Repeat exactly, and only, the lines of the entries below from the one with "Every instance of the man in" through the one with "Every instance of the eye takes", both ends included.

[Data under study — start]

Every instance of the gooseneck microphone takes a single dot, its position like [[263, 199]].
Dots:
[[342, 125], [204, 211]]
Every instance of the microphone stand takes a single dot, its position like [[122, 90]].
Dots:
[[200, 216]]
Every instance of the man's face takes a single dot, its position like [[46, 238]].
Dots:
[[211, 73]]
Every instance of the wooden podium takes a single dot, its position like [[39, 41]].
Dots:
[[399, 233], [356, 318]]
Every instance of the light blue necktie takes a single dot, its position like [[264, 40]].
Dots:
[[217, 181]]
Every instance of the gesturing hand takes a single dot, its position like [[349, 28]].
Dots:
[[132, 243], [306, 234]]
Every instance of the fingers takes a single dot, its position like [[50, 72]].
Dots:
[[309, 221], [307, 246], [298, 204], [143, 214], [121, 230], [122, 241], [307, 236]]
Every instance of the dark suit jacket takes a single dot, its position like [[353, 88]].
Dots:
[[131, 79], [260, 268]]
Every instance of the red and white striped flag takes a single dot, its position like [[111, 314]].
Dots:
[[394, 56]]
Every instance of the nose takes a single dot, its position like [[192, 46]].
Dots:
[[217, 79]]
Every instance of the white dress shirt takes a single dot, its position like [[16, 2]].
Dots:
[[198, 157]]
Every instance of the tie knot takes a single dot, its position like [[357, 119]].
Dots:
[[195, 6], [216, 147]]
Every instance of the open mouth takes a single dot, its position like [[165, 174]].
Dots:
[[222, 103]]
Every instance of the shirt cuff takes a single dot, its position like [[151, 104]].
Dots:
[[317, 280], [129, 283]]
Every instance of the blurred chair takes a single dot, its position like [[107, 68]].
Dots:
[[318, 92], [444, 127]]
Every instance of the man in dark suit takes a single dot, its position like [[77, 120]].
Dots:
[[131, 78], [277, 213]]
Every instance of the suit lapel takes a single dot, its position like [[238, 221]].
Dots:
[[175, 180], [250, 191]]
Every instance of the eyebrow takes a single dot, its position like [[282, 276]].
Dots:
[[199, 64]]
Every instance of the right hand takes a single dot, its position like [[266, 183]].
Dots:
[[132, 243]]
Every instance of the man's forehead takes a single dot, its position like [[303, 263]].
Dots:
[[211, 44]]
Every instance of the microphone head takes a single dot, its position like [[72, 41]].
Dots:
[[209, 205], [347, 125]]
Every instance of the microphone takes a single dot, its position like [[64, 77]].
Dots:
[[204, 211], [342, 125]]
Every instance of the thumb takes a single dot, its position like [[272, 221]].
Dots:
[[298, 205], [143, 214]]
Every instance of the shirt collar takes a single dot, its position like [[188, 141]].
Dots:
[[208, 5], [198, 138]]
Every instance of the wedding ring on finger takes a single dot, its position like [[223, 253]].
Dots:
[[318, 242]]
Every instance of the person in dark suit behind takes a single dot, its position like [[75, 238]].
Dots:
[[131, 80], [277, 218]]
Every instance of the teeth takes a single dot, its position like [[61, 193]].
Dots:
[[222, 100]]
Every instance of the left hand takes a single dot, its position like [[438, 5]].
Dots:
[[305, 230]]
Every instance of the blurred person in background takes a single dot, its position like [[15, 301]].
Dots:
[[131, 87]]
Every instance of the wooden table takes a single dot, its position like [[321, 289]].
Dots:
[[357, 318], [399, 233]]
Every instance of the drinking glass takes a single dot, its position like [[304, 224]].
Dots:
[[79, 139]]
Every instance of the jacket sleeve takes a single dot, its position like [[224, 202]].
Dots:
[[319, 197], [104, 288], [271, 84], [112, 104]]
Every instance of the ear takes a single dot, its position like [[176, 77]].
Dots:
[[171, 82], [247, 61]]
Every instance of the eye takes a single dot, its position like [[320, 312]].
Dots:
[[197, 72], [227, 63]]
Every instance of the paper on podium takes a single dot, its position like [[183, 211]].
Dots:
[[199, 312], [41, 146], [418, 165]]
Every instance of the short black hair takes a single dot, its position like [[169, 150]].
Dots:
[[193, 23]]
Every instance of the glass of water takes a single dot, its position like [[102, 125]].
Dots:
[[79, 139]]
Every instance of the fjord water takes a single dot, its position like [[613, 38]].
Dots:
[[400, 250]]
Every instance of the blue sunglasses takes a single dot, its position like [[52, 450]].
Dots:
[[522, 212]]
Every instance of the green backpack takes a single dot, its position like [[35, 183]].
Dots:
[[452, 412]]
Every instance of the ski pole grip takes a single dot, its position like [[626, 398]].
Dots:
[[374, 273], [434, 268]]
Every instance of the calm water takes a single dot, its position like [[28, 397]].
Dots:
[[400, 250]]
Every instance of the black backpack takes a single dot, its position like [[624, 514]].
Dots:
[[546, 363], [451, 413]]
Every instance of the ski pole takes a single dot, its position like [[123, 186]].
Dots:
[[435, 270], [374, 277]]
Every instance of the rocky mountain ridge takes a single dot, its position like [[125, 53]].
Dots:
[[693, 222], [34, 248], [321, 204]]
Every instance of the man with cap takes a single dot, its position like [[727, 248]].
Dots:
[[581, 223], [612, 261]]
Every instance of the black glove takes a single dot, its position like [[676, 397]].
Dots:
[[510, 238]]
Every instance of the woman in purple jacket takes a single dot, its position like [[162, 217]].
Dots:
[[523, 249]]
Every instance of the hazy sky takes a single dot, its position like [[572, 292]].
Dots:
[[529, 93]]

[Data under study — finish]

» **Solution for this task**
Every instance of the man in dark suit takes a single dot, its position like [[77, 120]].
Dots:
[[131, 78], [277, 213]]
Every instance of the suit lapel takes a single dot, its position like [[238, 221]].
Dots:
[[175, 180], [250, 191]]
Every instance of the eyebrow takes a single dot, its position like [[282, 276]].
Dots:
[[199, 64]]
Every instance of the right hand takes a single dot, its position like [[266, 183]].
Dots:
[[132, 243]]
Every instance of the man's forehead takes a single dot, its position like [[303, 263]].
Dots:
[[211, 44]]
Every instance of the microphone head takes a single dot, its position like [[72, 41]].
Dots:
[[209, 205], [347, 125]]
Every instance of the microphone takes a single dot, its position like [[64, 77]].
Dots:
[[204, 211], [342, 125]]
Every instance of the thumb takes a single dot, its position like [[272, 221]].
Dots:
[[298, 205], [143, 214]]
Every instance of the shirt collar takes a single dot, its position like [[188, 141]].
Dots:
[[208, 5], [198, 138]]
Every instance of the wedding ring on finger takes a single dot, its position like [[223, 253]].
Dots:
[[318, 242]]
Every instance of the person in dark suit behind takes a single dot, its position like [[75, 238]].
Dots:
[[131, 80], [277, 218]]
Every instance of the teeth takes a single dot, its position like [[61, 193]].
Dots:
[[222, 100]]
Every instance of the left hand takes a single dot, its position like [[438, 5]].
Dots:
[[305, 230]]
Every instance of the blurred person in background takes a single dot, its position like [[15, 301]].
Dots:
[[131, 87]]
Every instance of the wooden table takes a single dot, its position like [[321, 289]].
Dots:
[[357, 318], [399, 233]]
Every instance of the drinking glass takes a single dot, its position like [[304, 224]].
Dots:
[[79, 139]]
Every instance of the jacket sleeve takes a single dot, its position like [[224, 202]].
Dots:
[[319, 197], [104, 288], [271, 84], [112, 104]]
Every instance of the ear takes a single dot, its position like [[176, 77]].
Dots:
[[171, 82], [247, 61]]
Every instance of the eye takes a single dot, its position like [[320, 312]].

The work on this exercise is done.